**Written instruction A**
Output the blog post about making progress in Pilates word for word, from its first line to its last.

**Document text**
Making progress - Blog post ArrowPilates
Making progress

Doing Pilates is a journey. There is hardly a quick fix. Don’t expect to be strong and flexible overnight. However, improvements will come. Some will take longer than others but making progress in Pilates is definitely happening.


Pampering

Apparently Joseph Pilates didn’t express to his clients whether they made progress or not. He tailored a program what he thought you needed and made his clients follow it. And by ‘just doing it’ they were progressing. Clients didn’t ask if they could do intermediate exercises since levels didn’t exist. If you couldn’t do basic movements you clearly weren’t ready for more complicated work.


The way Joe taught is not how we interact with clients anymore. Different times and different expectations. There is more engagement, encouragement and perhaps also more pampering. Hand-holding or ‘client hovering’ is definitely more common than in the Joe days. He would just leave you to it. You can debate which approach creates more progress. Focussing on yourself and your own workout or only listening to instructions from a teacher who tells you what to do?

**Information given**
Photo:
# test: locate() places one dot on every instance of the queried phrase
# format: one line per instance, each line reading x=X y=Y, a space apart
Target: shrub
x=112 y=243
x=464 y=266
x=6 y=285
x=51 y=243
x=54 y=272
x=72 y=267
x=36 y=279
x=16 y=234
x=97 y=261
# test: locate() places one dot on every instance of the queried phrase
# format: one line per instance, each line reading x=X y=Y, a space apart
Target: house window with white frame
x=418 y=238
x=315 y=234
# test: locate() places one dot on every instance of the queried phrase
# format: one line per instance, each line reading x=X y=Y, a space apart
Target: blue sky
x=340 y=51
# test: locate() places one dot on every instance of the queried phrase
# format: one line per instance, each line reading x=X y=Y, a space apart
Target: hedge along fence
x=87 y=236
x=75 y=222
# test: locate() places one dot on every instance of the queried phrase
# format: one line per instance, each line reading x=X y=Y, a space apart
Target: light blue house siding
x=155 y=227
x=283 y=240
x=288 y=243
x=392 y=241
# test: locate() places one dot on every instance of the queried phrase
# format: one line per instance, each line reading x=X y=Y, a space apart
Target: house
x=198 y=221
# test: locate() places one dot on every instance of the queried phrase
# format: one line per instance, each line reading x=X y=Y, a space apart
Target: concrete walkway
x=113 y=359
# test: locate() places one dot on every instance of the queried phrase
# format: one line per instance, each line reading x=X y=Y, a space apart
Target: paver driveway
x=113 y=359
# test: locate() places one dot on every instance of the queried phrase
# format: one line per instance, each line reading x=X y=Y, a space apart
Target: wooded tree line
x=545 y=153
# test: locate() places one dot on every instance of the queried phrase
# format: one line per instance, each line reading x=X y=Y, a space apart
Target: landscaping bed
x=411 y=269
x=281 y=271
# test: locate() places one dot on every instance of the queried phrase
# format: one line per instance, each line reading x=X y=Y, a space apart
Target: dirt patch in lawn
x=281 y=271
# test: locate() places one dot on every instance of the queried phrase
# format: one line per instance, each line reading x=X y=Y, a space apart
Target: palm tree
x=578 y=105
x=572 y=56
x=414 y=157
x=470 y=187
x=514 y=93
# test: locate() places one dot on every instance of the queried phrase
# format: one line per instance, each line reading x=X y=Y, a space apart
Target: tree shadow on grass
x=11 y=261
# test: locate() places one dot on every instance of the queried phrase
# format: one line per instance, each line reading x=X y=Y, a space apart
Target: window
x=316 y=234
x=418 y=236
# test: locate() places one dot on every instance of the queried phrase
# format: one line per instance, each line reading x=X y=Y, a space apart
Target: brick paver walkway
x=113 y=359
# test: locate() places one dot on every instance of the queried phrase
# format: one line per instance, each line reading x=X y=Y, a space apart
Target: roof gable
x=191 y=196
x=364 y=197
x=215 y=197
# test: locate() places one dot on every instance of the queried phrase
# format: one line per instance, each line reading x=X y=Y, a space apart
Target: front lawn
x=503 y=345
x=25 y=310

**Written instruction B**
Tally the lines in the records that contain the string "window" and reply with that number alone.

**Full output A**
Making progress - Blog post ArrowPilates
Making progress

Doing Pilates is a journey. There is hardly a quick fix. Don’t expect to be strong and flexible overnight. However, improvements will come. Some will take longer than others but making progress in Pilates is definitely happening.


Pampering

Apparently Joseph Pilates didn’t express to his clients whether they made progress or not. He tailored a program what he thought you needed and made his clients follow it. And by ‘just doing it’ they were progressing. Clients didn’t ask if they could do intermediate exercises since levels didn’t exist. If you couldn’t do basic movements you clearly weren’t ready for more complicated work.


The way Joe taught is not how we interact with clients anymore. Different times and different expectations. There is more engagement, encouragement and perhaps also more pampering. Hand-holding or ‘client hovering’ is definitely more common than in the Joe days. He would just leave you to it. You can debate which approach creates more progress. Focussing on yourself and your own workout or only listening to instructions from a teacher who tells you what to do?

**Full output B**
2